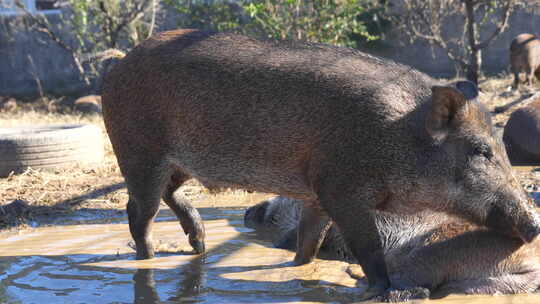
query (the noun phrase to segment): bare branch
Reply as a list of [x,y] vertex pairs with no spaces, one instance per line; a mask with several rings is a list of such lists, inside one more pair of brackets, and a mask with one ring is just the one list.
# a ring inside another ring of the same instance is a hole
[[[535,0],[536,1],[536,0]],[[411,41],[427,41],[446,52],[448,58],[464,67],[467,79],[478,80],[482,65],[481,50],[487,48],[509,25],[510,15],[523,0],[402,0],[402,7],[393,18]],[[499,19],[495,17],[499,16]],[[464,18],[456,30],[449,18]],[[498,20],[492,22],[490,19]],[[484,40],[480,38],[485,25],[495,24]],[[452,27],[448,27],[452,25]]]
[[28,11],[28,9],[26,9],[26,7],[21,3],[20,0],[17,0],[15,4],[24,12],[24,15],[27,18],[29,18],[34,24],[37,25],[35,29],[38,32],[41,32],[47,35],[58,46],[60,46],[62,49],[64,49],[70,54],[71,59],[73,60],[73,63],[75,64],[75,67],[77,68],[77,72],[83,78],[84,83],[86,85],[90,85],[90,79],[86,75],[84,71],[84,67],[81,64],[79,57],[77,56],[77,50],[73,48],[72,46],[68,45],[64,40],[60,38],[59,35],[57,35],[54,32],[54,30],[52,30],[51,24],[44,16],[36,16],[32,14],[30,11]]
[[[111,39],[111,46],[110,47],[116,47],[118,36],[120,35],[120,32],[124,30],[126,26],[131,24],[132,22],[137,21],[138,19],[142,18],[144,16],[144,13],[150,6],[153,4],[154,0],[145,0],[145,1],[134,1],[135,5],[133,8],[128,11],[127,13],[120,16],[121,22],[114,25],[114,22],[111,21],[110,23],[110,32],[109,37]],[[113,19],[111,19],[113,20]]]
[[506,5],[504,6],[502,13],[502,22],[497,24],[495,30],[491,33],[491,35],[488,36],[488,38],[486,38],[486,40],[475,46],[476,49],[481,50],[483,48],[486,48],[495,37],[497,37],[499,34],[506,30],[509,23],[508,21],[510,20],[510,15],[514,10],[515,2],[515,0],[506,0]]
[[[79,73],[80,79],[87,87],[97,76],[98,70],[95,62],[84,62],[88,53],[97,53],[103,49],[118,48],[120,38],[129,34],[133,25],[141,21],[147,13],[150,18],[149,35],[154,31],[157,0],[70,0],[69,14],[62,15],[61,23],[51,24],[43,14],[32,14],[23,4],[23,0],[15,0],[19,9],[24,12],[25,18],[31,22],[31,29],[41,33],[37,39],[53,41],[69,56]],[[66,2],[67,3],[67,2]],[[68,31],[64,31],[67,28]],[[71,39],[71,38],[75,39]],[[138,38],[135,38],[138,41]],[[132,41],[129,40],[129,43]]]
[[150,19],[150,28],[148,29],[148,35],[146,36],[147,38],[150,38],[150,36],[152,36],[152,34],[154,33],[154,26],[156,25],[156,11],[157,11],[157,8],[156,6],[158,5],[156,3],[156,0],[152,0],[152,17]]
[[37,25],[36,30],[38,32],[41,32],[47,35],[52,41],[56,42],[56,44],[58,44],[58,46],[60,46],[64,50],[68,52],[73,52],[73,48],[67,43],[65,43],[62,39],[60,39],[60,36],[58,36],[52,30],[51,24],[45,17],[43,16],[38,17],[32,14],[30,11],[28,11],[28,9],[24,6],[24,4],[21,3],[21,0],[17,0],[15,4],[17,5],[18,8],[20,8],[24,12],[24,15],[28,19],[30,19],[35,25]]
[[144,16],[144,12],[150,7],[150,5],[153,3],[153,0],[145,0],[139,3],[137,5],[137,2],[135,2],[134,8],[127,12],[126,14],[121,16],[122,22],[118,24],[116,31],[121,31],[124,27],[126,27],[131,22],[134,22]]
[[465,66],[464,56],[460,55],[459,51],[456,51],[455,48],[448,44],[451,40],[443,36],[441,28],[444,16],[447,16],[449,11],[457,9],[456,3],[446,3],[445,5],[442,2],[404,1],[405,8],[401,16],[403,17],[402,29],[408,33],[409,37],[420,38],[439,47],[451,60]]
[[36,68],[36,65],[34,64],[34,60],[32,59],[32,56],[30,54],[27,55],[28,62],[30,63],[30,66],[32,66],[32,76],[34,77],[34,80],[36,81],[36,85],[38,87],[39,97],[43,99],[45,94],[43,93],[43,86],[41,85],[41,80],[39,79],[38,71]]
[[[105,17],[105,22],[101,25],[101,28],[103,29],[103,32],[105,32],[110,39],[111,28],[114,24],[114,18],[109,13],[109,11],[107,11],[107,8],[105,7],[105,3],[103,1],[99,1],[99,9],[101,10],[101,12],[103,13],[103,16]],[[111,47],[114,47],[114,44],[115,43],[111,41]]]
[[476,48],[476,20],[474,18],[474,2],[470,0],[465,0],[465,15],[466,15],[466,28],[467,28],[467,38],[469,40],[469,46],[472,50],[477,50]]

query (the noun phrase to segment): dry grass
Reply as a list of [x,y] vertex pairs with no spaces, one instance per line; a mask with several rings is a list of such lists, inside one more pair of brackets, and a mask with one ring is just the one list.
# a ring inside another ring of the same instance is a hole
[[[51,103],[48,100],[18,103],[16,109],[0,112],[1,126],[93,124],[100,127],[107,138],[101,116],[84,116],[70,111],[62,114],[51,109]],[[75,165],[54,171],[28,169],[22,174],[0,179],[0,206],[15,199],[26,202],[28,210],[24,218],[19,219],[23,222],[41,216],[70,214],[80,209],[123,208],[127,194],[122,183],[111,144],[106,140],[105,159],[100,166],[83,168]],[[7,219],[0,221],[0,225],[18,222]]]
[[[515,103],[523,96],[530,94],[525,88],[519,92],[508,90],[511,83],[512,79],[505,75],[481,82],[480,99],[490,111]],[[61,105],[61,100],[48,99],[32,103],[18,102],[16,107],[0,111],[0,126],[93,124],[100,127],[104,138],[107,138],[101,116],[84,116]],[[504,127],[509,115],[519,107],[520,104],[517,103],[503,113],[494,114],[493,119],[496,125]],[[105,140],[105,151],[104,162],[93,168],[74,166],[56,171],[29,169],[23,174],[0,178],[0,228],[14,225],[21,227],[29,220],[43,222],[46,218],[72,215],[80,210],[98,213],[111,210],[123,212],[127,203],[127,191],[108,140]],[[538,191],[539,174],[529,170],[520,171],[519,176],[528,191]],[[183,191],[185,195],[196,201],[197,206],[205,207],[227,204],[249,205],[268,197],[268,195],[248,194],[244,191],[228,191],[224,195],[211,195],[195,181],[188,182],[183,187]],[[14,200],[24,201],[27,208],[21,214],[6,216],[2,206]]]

* PROBLEM REQUIREMENTS: The task calls for all lines in the entries that hold "query".

* ANSWER SPACE:
query (the noun phrase to segment): bare branch
query (the noun phrase to segment): dry grass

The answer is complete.